- [Problem details] Please write out the rows again, starting at the line that has "object | chrome telescope tube" and stopping after the last row, requests included, and shift each point by adding 5 to every x and y coordinate in the answers.

-=-=-

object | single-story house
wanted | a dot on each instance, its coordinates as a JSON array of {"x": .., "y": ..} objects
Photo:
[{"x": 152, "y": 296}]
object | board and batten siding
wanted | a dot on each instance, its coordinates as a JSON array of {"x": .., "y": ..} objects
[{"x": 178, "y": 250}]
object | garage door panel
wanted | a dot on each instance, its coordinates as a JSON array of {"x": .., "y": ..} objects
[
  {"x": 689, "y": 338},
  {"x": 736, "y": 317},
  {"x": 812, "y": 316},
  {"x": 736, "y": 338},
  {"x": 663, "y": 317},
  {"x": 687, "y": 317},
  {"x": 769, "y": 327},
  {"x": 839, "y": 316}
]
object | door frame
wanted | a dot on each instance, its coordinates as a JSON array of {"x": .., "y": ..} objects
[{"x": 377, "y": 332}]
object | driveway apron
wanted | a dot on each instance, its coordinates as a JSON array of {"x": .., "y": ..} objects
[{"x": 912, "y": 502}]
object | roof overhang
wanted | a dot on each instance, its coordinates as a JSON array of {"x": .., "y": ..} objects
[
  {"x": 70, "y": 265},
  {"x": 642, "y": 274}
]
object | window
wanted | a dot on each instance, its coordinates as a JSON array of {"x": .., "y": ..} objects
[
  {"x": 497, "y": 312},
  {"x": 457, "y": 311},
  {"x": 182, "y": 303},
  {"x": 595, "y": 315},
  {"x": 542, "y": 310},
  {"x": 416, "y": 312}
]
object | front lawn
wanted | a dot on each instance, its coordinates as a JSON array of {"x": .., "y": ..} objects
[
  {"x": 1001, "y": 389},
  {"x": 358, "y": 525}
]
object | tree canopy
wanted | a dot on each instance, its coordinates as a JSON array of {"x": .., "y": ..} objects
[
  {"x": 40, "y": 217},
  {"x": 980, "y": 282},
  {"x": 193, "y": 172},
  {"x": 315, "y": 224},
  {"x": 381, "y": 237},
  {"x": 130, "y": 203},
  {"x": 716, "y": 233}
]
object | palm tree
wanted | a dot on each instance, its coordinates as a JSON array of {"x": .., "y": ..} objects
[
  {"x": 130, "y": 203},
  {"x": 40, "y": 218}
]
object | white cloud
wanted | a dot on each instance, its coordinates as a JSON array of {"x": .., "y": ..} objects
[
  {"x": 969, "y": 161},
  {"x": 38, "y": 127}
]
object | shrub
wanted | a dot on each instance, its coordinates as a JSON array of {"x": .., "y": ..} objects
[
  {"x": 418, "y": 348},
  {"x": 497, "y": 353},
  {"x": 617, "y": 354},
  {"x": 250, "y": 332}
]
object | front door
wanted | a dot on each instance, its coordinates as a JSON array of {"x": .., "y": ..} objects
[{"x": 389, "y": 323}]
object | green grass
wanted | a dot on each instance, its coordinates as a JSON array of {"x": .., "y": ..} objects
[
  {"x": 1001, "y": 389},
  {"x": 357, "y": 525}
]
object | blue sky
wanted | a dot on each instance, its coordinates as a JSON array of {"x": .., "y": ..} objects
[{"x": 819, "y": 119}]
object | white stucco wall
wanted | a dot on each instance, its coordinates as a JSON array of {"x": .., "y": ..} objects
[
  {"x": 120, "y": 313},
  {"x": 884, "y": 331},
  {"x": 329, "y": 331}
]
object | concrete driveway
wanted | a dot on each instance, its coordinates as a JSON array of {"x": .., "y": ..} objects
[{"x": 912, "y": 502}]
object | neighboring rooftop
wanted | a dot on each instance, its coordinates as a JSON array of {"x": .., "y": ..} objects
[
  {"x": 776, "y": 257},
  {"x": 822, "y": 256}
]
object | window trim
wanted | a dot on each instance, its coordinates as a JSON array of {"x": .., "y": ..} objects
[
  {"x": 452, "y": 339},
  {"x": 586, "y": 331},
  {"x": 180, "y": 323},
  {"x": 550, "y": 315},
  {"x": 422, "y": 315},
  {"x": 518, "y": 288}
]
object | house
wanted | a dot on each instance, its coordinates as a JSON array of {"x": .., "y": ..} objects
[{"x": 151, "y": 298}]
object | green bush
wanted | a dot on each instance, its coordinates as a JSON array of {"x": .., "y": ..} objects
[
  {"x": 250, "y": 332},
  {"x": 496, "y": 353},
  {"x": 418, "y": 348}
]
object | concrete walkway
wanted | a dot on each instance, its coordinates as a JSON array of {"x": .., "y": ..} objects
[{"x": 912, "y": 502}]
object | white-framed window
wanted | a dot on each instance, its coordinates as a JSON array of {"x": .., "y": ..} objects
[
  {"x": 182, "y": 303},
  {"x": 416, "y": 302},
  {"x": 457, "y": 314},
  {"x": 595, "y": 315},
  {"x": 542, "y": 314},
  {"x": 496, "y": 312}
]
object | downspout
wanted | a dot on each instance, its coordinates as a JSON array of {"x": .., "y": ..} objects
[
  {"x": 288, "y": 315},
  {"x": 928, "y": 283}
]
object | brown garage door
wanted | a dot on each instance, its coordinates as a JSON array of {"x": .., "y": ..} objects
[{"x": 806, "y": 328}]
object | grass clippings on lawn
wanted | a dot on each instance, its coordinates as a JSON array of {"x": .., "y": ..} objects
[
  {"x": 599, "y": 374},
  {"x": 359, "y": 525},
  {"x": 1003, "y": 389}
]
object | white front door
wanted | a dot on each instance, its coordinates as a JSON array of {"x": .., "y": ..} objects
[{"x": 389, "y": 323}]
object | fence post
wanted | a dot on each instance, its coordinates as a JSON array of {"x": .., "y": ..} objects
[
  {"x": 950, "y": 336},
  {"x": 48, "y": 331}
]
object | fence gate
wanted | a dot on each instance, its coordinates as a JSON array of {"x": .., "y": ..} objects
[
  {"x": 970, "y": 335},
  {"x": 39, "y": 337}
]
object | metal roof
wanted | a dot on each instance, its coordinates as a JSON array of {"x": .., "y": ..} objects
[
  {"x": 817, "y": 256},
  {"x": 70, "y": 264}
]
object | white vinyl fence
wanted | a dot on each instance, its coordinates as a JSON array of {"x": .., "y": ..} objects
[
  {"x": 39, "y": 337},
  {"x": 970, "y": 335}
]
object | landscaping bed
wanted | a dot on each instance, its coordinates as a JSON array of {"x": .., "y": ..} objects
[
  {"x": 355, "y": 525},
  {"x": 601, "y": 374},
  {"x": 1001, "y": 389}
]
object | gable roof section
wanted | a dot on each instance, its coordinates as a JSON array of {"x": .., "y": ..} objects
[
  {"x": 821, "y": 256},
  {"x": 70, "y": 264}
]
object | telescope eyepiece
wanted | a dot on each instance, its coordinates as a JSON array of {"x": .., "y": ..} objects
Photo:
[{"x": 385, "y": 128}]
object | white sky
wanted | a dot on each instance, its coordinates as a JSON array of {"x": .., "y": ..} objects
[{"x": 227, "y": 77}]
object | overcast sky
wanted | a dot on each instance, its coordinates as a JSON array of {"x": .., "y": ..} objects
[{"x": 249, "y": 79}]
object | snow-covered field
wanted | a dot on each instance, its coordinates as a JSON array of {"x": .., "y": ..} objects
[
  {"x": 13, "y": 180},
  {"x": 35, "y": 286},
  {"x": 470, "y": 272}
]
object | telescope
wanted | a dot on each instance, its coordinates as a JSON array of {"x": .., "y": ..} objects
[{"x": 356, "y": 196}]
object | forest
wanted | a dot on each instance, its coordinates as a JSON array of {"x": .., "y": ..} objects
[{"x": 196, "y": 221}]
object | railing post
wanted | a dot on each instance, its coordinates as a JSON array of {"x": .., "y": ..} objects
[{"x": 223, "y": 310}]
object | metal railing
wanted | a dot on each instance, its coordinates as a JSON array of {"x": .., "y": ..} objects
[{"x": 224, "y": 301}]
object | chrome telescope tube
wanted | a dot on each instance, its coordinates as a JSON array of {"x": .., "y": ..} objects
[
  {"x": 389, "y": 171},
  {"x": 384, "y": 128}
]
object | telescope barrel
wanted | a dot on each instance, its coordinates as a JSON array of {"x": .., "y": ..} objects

-=-=-

- [Output for this exercise]
object | chrome telescope tube
wanted | a dot on each instance, its coordinates as a JSON array of {"x": .., "y": ..} objects
[
  {"x": 394, "y": 176},
  {"x": 389, "y": 133}
]
object | telescope barrel
wanted | a dot on each instance, its coordinates as a JSON array of {"x": .., "y": ..} objects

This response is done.